Input data:

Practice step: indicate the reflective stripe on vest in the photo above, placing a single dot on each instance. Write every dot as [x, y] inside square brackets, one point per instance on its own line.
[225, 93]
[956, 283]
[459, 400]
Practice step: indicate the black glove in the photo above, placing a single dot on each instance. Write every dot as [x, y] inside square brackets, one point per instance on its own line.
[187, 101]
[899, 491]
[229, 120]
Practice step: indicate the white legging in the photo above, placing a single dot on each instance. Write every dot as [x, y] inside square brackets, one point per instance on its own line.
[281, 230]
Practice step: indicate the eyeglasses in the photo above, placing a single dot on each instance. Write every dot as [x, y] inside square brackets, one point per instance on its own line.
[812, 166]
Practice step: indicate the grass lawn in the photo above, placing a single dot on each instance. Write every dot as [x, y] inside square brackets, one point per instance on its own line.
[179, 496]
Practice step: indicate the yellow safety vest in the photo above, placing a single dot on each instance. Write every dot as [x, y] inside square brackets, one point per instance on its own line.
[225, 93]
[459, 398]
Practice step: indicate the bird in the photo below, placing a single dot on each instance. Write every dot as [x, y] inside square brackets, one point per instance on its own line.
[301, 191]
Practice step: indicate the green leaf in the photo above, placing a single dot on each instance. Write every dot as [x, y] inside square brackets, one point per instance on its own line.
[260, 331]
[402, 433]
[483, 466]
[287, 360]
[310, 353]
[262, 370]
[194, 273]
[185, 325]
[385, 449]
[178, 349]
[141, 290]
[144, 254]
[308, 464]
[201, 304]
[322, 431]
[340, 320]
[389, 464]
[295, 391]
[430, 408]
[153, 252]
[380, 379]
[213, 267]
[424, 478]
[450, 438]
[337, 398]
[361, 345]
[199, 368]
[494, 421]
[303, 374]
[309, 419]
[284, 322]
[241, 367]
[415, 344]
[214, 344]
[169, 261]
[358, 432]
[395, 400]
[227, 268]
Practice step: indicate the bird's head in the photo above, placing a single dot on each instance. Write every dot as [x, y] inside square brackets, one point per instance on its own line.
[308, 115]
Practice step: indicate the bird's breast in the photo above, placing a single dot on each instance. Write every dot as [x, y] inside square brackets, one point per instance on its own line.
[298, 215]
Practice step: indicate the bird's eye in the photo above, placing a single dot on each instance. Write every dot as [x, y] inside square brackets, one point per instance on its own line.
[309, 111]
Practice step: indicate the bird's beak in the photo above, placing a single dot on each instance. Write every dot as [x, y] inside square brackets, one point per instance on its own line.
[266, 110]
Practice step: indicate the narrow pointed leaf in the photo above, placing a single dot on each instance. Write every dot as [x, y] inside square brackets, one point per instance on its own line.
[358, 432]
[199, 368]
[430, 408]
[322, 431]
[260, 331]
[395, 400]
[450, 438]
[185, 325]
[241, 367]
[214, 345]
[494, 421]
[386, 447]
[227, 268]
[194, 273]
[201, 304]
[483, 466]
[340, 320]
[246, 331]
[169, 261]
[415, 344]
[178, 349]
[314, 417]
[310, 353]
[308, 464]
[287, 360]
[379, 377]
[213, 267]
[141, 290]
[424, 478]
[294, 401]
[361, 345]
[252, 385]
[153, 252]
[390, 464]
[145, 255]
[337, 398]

Task directions: Each record above should be repeated exactly as it appears.

Completed task:
Practice step: indicate the reflective stripe on vest in the photo above, placing a single dot on each instance. Write every dot as [x, y] inside square brackets, one point per instance on its own line.
[225, 93]
[956, 283]
[459, 400]
Practice step: indicate the black glove in the photo above, placing a single dot on each instance. Write every dot as [x, y] inside square brackets, one point per instance on its own line.
[187, 101]
[899, 491]
[229, 120]
Practice step: indicate the white legging in the photo above, placing a single dot on each instance. Write every dot as [x, y] inside square brackets, one point per instance on its own line.
[281, 230]
Practice step: indicate the eyeglasses in the photo above, placing a single dot on each instance. Write every dot as [x, y] inside square brackets, one point per instance on its own line.
[812, 166]
Practice step: indicate the grass lawn in the photo above, placing a single dot on each instance. Write every dot as [x, y] inside square brackets, one point per instance on its own line.
[179, 496]
Practice step: indicate the yellow safety vest in the photo above, placing a single dot on each instance. Write every dot as [x, y] inside square brackets, one point per instance on its own line.
[225, 93]
[459, 398]
Practice step: indicate the bird in the photo below, placing a single dot on each instance. Write every dot as [x, y] inside square brackets, one point per instance on its own line.
[301, 191]
Practice step: indicate the green leaf in the photo above, placing a single dot on each instance. Write every dot as [x, y] inside square brackets, one point per instance on its own line.
[260, 331]
[402, 433]
[483, 466]
[287, 360]
[310, 353]
[262, 370]
[194, 273]
[185, 325]
[385, 449]
[178, 349]
[141, 290]
[144, 254]
[308, 464]
[201, 304]
[322, 431]
[340, 320]
[389, 464]
[295, 391]
[430, 408]
[153, 252]
[380, 379]
[213, 267]
[424, 478]
[450, 438]
[337, 398]
[361, 345]
[199, 368]
[494, 421]
[303, 374]
[309, 419]
[284, 322]
[241, 367]
[415, 344]
[214, 344]
[169, 261]
[358, 432]
[395, 400]
[227, 268]
Practice step: indicate the bird's head in the photo above, placing a single dot on each instance. Write every dot as [x, y] inside square brackets, one point per instance on its own line.
[308, 115]
Practice step: indicate the bird's breast in the photo above, placing a single dot on each instance. Write every dot as [x, y] inside square brackets, one point per instance on its own line.
[298, 215]
Practice step: indicate the bird's eye in the photo above, placing a single dot on each instance. Write every dot as [x, y] inside square brackets, one point per instance on its own line.
[309, 111]
Practice step: indicate the bird's beak in the photo above, placing a single dot on each instance. Write every dot as [x, y] inside square brackets, one point per instance on its own line.
[266, 110]
Practice step: indicate the narrow pointed leaf in the photo above, placing a single dot on each instance. Write every dot as [x, y] inside square brackets, one point per instance on its own line.
[358, 432]
[199, 368]
[430, 408]
[322, 431]
[260, 331]
[395, 400]
[450, 438]
[185, 325]
[241, 367]
[214, 345]
[494, 421]
[386, 447]
[227, 268]
[194, 273]
[201, 304]
[483, 466]
[340, 320]
[246, 331]
[169, 261]
[415, 344]
[178, 349]
[314, 417]
[310, 353]
[308, 464]
[287, 360]
[379, 377]
[213, 267]
[141, 290]
[424, 478]
[294, 401]
[361, 345]
[252, 385]
[153, 252]
[390, 464]
[145, 255]
[337, 398]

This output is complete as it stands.